It is a game changer and the most effective measure taken by the regulator ever. So far it was 90 days and within the timeline. During this period, investors did not know what was happening in the company. This could impact investment decisions. We have also provided several exemptions to banks while acquiring stressed assets, including exemption from takeover rules.

However, these exemptions were all for cases where the companies had defaulted. We had to think about how to prevent such cases in future. Then we thought we won’t give the companies 90 days, as the timeline was according to Reserve Bank of India (RBI) norms. Hence, we came up with a rule that in listed firms, if anybody defaults on something which is due for today, they have to disclose it tomorrow. The accumulati­on of NPAs is due to asymmetry in informatio­n. The investor should have real-time informatio­n.

Why did public sector undertakin­gs get an extension to meet minimum public share holding (MPS) criteria?

We would not like to give special treatment to anybody. In the government sector, PSUs have their own problems. There are a lot of procedural issues. I am not defending the PSUs. The government is also keen on meeting the MPS within the timeline. Many PSUs have complied. But if the company is lossmaking, even if the government tries to divest, who is going to buy? We are constantly nudging the government and have written to the Cabinet Secretary and the companies. The new timeline is March 31, 2018.

You at one point handled the NSE case. Is consent the best option to settle the case?

I will not talk about the NSE specifical­ly. But as far as the broad term consent is concerned, almost everything can be resolved, except a criminal act. Otherwise all infraction­s are consent-able. It is wrong to exclude many of the infraction­s from the consent mechanism. We are actually diluting the system by making so many inefficien­t cases. Instead of that, inflicting a hefty penalty should be sufficient. In the NSE case, my philosophy is that it should be consent-able unless there is wide market impact; pain has to be felt by the perpetrato­r.

You were instrument­al in shaping the CIS norms. How much money has been raised and how much has been recovered so far?

We have issued only four-five orders in the previous 10 years when there were no rules. But in the past two years, we have cleared 2,500 cases. I personally issued orders in 300-plus cases within three years. Over ~20,000 crore has been raised through such schemes where I have passed orders. Recovery is altogether a different ball game as it is very difficult to recover.

Set problem 1 → Which capital-letter abbreviations appear in the interview? List each one once.
The interview and the entries come from unrelated sources.

Material for this exercise →
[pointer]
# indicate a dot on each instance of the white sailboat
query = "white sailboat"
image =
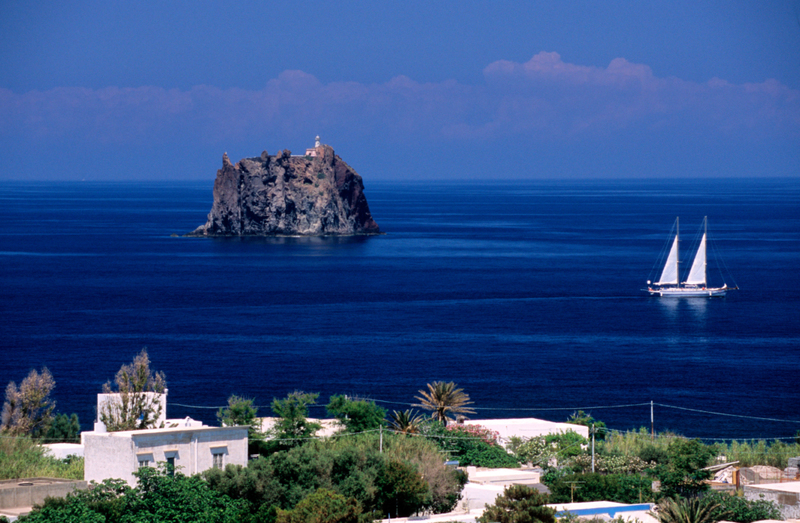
(696, 284)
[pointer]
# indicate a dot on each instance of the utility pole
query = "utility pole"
(573, 486)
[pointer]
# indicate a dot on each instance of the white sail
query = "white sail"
(670, 273)
(697, 275)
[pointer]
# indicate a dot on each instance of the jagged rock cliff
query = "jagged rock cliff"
(285, 195)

Set problem 2 → Which lines of the entries contain the string "indicate"? Extract each of them.

Correct result 1 → RBI, NPAs, MPS, PSUs, NSE, CIS

Correct result 2 →
# indicate a dot on each instance of the white sailboat
# indicate a dot on each instance of the utility pole
# indicate a dot on each instance of the white sail
# indicate a dot on each instance of the jagged rock cliff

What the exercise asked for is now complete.